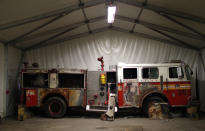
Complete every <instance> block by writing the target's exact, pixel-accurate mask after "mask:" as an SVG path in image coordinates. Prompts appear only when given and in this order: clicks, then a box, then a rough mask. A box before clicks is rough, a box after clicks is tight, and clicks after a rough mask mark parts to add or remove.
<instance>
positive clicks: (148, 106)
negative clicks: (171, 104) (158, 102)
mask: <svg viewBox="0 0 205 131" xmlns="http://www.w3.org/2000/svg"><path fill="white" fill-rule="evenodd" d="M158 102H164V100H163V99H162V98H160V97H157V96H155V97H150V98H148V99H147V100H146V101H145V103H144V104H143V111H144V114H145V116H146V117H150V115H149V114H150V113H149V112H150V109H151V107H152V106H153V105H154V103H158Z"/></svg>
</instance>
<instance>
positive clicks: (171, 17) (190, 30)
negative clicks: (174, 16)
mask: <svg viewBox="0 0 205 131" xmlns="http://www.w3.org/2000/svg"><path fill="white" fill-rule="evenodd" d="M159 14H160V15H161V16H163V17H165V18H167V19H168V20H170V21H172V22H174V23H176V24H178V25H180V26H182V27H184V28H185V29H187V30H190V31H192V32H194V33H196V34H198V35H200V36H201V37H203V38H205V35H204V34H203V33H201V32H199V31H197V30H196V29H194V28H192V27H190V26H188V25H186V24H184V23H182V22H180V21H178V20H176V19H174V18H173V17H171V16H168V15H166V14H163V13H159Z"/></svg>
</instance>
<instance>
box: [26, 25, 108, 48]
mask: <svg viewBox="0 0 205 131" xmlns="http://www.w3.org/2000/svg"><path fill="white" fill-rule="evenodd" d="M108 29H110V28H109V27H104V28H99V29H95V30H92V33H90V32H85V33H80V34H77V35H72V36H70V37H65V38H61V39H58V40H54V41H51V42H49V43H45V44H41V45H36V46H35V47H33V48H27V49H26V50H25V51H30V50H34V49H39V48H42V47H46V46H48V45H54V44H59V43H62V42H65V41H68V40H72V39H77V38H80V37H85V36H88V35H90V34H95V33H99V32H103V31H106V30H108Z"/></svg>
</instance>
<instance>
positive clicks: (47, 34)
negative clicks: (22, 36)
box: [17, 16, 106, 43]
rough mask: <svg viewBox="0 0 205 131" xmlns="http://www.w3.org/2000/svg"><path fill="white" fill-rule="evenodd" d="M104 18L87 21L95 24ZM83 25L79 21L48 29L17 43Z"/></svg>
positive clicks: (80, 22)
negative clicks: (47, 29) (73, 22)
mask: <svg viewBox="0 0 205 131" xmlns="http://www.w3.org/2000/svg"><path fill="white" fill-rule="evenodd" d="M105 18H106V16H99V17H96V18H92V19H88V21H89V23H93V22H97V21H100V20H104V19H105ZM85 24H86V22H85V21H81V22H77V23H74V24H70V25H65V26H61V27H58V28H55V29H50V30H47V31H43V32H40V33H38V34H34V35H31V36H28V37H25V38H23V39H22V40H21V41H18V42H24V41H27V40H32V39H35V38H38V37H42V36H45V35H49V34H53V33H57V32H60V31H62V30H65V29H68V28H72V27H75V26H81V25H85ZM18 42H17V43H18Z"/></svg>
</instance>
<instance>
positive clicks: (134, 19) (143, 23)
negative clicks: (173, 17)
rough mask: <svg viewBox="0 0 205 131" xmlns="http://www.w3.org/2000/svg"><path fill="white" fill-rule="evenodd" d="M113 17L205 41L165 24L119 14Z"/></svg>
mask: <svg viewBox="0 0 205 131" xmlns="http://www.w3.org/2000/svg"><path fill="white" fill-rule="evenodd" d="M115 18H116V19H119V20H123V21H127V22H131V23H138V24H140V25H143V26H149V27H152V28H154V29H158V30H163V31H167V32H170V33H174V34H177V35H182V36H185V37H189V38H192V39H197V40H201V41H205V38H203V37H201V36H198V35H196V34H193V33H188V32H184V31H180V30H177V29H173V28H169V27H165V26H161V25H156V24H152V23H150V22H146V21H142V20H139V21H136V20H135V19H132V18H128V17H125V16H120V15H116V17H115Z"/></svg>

--------------------

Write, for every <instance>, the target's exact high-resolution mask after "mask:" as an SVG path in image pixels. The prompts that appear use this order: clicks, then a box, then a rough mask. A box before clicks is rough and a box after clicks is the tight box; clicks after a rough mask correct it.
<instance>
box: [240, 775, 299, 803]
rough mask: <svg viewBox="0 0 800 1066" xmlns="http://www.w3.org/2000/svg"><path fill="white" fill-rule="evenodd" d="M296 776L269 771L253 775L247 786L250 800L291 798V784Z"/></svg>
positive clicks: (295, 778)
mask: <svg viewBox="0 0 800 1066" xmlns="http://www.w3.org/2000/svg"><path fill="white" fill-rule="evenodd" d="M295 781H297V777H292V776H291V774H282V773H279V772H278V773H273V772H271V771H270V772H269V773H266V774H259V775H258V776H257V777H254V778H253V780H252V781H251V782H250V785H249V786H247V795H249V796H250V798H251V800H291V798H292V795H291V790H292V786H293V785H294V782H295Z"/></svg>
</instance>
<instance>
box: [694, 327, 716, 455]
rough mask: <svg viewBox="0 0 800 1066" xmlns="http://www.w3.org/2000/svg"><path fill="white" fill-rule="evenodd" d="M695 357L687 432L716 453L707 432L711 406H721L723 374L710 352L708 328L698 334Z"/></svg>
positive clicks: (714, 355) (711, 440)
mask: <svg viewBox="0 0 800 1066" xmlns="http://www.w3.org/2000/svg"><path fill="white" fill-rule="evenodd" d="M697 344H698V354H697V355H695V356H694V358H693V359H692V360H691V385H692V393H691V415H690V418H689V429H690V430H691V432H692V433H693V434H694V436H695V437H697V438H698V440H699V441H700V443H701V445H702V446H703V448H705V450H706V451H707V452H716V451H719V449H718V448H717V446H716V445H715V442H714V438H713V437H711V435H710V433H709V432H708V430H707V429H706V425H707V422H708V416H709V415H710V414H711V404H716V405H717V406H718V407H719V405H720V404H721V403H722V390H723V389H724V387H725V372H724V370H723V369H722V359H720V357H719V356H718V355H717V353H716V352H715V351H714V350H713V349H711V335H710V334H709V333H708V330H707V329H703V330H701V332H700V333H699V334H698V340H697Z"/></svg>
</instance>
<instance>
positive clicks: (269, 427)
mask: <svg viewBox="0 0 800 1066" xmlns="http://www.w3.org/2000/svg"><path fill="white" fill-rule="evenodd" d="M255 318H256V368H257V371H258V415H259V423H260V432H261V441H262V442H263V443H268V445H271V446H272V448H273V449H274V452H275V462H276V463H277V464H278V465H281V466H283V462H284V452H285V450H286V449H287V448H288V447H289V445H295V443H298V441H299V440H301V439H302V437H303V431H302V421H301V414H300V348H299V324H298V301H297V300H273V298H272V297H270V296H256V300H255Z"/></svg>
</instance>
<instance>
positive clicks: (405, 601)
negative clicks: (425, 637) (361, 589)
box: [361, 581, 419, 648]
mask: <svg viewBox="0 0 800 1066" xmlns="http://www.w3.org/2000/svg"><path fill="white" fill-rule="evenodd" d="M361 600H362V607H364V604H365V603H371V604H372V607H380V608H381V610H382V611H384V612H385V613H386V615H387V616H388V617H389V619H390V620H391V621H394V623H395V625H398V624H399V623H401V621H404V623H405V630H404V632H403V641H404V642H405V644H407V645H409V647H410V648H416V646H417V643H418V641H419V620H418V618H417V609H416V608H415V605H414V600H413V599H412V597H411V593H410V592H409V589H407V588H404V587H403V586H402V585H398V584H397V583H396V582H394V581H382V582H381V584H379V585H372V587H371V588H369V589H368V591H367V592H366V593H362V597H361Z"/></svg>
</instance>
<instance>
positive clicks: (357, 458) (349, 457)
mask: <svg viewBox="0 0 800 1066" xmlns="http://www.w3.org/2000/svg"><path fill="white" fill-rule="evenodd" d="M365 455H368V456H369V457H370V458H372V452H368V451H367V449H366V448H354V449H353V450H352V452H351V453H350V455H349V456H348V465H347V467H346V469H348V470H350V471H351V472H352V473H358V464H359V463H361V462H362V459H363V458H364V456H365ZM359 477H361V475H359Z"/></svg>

--------------------

EXERCISE PROMPT: Would you print exactly and only the lines of the material above that run from the line with "Complete every <instance>" through the line with "positive clicks: (80, 22)", both included?

PROBLEM SOLUTION:
Complete every <instance> block by writing the target's exact, pixel-accurate mask after "mask:" as an SVG path in image coordinates. Prompts appear only when given and in this order: clicks, then a box, then a rough mask. A box before clicks is rough, a box after clicks is tight, and clicks after a rough mask mark parts to add or remove.
<instance>
positive clicks: (148, 106)
negative clicks: (171, 104) (158, 102)
mask: <svg viewBox="0 0 205 131" xmlns="http://www.w3.org/2000/svg"><path fill="white" fill-rule="evenodd" d="M158 102H164V100H163V99H162V98H160V97H157V96H155V97H150V98H148V99H147V100H146V101H145V103H144V104H143V111H144V114H145V116H146V117H150V115H149V114H150V113H149V112H150V109H151V107H152V106H153V105H154V103H158Z"/></svg>
</instance>
<instance>
positive clicks: (171, 17) (190, 30)
negative clicks: (174, 16)
mask: <svg viewBox="0 0 205 131" xmlns="http://www.w3.org/2000/svg"><path fill="white" fill-rule="evenodd" d="M159 14H160V15H161V16H163V17H165V18H167V19H168V20H170V21H172V22H174V23H176V24H178V25H180V26H182V27H184V28H185V29H187V30H190V31H192V32H194V33H196V34H198V35H200V36H201V37H203V38H205V35H204V34H203V33H201V32H199V31H197V30H196V29H194V28H192V27H190V26H188V25H186V24H184V23H182V22H180V21H178V20H176V19H174V18H173V17H171V16H168V15H166V14H163V13H159Z"/></svg>
</instance>
<instance>
box: [26, 25, 108, 48]
mask: <svg viewBox="0 0 205 131" xmlns="http://www.w3.org/2000/svg"><path fill="white" fill-rule="evenodd" d="M108 29H110V28H109V27H104V28H99V29H95V30H92V33H90V32H85V33H80V34H77V35H72V36H70V37H65V38H61V39H58V40H54V41H51V42H49V43H45V44H41V45H36V46H35V47H33V48H27V49H26V50H25V51H30V50H34V49H39V48H42V47H46V46H48V45H54V44H59V43H62V42H65V41H68V40H72V39H77V38H80V37H85V36H88V35H90V34H95V33H99V32H103V31H106V30H108Z"/></svg>
</instance>
<instance>
positive clicks: (47, 34)
negative clicks: (22, 36)
box: [17, 16, 106, 43]
rough mask: <svg viewBox="0 0 205 131" xmlns="http://www.w3.org/2000/svg"><path fill="white" fill-rule="evenodd" d="M104 18L87 21L95 24ZM83 25L79 21L48 29L17 43Z"/></svg>
positive clicks: (80, 22)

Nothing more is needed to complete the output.